▶ **Your task**:
Reproduce verbatim every line of the entries below, from the line containing "Kindly outline every instance of the <item>blue" down to the line containing "144], [914, 7]]", including both of those lines.

▶ **Working data**:
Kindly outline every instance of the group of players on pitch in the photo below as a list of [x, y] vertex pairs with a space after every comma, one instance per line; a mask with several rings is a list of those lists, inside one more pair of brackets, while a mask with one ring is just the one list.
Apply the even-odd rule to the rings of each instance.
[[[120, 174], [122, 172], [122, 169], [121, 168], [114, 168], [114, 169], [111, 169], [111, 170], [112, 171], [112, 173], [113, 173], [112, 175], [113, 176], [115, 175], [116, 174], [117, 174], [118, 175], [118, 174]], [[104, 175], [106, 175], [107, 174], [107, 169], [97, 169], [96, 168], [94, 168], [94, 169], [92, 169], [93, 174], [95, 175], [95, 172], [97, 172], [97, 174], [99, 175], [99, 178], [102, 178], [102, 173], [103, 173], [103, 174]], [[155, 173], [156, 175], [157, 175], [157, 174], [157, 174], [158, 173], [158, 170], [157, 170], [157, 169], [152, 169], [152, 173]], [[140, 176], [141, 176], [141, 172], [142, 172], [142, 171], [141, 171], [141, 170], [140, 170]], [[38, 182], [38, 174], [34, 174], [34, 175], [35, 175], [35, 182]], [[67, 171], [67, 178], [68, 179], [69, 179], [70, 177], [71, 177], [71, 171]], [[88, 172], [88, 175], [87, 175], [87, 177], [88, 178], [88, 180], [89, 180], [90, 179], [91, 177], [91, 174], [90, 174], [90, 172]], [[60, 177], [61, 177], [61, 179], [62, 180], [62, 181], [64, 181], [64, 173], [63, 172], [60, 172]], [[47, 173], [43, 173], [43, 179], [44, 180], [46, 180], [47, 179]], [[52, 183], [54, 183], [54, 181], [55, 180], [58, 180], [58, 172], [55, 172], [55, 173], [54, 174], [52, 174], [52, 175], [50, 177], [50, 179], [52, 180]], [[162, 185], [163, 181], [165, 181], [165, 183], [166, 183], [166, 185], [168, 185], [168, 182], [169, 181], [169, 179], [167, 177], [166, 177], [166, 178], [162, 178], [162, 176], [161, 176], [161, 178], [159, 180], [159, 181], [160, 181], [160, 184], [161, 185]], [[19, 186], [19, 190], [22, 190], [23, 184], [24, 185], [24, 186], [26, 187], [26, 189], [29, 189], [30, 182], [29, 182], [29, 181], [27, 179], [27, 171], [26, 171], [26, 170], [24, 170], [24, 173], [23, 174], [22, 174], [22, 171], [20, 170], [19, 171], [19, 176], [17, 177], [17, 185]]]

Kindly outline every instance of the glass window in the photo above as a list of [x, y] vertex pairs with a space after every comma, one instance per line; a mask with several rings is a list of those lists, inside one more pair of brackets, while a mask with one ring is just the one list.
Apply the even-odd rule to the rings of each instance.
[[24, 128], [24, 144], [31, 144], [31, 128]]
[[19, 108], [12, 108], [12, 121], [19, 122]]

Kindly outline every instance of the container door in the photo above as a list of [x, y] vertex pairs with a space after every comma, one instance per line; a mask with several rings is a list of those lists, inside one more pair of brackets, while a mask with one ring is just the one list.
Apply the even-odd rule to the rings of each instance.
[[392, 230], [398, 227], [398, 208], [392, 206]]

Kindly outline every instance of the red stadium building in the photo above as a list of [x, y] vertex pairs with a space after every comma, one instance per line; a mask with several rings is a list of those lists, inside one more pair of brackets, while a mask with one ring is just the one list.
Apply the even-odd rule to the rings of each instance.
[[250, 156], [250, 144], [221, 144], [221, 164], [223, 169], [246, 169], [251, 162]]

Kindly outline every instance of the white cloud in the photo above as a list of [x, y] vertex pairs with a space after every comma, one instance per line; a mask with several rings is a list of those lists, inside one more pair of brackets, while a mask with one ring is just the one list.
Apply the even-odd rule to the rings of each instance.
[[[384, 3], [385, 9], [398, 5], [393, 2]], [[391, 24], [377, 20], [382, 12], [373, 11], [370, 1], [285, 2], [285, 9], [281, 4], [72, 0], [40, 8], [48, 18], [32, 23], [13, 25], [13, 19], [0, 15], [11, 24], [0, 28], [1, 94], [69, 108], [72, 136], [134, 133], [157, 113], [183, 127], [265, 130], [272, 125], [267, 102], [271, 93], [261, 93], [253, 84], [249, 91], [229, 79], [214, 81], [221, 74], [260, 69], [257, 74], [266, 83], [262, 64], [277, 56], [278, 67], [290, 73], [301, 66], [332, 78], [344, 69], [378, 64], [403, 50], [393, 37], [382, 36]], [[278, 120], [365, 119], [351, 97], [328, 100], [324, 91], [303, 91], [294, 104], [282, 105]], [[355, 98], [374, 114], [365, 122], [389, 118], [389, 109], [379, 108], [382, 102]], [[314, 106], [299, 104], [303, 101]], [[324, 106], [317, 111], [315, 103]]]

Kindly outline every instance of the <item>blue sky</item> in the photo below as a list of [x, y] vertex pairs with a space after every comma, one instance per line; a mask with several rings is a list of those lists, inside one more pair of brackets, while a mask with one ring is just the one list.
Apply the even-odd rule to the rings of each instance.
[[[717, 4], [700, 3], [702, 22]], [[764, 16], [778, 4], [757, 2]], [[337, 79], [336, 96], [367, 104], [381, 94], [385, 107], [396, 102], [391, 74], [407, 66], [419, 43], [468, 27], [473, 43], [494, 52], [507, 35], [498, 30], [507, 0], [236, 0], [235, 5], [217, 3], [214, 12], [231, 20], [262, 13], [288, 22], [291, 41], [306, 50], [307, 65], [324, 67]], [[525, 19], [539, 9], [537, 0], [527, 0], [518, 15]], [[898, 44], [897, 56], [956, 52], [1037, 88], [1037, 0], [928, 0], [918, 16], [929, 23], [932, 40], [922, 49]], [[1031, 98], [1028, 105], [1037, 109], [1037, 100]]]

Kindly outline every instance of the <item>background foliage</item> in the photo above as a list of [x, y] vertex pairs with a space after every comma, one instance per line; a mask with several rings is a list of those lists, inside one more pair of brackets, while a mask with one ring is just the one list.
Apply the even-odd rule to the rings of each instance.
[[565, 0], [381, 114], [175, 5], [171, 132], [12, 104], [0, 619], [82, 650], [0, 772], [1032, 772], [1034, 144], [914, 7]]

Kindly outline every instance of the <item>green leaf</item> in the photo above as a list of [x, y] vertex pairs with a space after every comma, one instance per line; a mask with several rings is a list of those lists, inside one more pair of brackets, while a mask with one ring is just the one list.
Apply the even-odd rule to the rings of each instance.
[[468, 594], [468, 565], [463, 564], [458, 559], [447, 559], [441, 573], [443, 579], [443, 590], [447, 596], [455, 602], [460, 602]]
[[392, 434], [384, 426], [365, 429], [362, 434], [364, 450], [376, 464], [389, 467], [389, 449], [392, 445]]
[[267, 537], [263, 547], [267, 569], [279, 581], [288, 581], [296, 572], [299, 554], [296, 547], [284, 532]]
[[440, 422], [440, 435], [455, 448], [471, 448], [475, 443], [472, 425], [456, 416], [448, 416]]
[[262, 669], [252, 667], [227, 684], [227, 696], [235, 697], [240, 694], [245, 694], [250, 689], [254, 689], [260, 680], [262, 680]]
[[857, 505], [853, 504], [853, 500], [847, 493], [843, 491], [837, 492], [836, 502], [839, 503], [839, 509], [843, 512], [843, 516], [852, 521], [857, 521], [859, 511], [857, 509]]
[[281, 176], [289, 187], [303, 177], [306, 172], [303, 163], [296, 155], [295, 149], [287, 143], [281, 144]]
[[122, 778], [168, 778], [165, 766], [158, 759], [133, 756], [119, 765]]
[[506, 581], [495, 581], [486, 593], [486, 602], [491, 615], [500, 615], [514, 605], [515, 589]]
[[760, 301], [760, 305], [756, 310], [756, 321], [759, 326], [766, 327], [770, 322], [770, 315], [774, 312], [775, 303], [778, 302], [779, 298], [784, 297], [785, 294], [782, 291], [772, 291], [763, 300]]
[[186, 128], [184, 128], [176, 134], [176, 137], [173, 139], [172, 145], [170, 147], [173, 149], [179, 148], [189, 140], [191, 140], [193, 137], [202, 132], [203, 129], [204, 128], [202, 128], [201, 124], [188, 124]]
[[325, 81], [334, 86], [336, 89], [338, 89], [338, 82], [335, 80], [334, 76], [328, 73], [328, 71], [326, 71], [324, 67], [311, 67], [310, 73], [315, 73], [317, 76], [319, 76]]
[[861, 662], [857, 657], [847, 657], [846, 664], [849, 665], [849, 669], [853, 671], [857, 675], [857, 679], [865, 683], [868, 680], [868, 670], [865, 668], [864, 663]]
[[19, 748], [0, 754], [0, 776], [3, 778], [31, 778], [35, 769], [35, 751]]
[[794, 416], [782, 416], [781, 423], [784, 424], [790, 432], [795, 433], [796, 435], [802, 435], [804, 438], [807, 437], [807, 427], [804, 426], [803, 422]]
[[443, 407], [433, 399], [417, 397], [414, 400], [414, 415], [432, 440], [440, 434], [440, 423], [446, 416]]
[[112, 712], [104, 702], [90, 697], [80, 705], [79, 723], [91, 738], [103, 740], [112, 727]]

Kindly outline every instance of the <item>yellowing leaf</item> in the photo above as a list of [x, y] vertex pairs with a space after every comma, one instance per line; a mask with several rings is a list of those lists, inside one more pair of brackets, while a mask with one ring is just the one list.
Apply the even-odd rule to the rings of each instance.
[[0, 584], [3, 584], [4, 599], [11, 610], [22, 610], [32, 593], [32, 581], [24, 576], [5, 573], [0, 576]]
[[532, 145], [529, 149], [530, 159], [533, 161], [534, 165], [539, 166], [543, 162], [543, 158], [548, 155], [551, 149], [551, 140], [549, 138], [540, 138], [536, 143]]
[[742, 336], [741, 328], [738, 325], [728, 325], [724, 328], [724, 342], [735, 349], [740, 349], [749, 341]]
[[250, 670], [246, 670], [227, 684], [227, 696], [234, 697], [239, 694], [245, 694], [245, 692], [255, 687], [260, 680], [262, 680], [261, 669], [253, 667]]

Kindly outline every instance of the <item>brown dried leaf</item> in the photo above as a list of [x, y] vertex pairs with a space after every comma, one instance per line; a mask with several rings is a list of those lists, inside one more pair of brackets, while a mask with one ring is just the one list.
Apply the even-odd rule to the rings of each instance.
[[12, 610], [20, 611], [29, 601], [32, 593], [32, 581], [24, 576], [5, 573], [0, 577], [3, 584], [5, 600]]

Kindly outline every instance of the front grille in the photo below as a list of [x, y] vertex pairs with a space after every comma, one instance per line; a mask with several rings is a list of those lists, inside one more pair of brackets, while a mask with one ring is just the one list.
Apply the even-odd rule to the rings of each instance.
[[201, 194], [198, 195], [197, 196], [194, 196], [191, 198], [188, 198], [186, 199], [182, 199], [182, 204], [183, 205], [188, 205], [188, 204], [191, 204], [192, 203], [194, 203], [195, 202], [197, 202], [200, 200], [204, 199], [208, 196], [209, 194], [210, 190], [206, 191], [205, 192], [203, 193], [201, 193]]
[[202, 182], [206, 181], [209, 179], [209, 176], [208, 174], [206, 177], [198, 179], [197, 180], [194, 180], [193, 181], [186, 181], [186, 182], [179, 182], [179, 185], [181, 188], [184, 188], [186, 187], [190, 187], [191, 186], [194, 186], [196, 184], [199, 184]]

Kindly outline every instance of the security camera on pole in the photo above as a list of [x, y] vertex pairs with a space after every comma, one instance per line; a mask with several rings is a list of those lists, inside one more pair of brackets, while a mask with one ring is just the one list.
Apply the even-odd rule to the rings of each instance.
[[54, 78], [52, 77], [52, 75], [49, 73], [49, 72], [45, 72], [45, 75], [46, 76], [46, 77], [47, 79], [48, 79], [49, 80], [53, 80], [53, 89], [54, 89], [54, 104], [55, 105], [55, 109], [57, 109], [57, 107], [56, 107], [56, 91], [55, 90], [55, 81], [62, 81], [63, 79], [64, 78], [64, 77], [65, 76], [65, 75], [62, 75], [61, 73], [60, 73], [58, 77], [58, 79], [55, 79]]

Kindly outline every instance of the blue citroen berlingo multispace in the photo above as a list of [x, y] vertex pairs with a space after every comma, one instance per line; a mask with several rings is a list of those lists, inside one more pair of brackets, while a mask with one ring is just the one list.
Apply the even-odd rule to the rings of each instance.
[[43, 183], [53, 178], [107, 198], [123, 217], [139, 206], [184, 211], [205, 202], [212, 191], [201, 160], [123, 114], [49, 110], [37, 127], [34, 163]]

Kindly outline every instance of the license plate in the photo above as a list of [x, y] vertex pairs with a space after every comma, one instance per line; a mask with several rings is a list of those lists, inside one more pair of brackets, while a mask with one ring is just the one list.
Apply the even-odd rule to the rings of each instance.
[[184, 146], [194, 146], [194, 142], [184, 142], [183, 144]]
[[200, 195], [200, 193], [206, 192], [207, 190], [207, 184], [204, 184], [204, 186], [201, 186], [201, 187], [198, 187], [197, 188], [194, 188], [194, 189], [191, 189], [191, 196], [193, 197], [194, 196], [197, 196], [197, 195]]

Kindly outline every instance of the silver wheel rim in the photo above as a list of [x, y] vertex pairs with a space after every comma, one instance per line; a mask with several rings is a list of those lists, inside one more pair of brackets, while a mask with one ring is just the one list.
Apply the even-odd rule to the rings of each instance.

▶ **Worked solution**:
Kindly outline every instance of the <item>blue sky</item> in the photo below as a list of [x, y] vertex pairs with a space after every comma, one instance per line; a mask with several rings is a list of those lists, inside one more pair of brackets, while a mask with one ring is just the one list.
Apply the even-odd rule to the rings of each instance.
[[[717, 4], [700, 3], [702, 22]], [[764, 16], [778, 4], [757, 2]], [[337, 79], [336, 96], [367, 104], [381, 94], [385, 107], [396, 102], [391, 74], [407, 66], [419, 43], [468, 27], [473, 43], [494, 52], [507, 35], [498, 30], [507, 0], [236, 0], [235, 5], [217, 3], [214, 12], [231, 20], [262, 13], [288, 22], [291, 41], [306, 50], [307, 65], [324, 67]], [[525, 19], [539, 9], [537, 0], [527, 0], [518, 15]], [[898, 44], [897, 56], [956, 52], [1037, 88], [1037, 0], [928, 0], [918, 16], [929, 23], [932, 40], [922, 49]], [[1031, 98], [1028, 105], [1037, 109], [1037, 100]]]

Kindly outline every instance of the <item>background foliage</item> in the photo above as a list of [x, y] vertex pairs with a space after every comma, one instance per line; a mask with several rings is a list of those lists, inside one more pair of brackets, while a mask with one ring is just the one list.
Apply the even-odd rule to the rings of each instance.
[[565, 0], [381, 114], [175, 5], [171, 132], [12, 104], [0, 619], [82, 650], [0, 772], [1032, 772], [1034, 144], [914, 7]]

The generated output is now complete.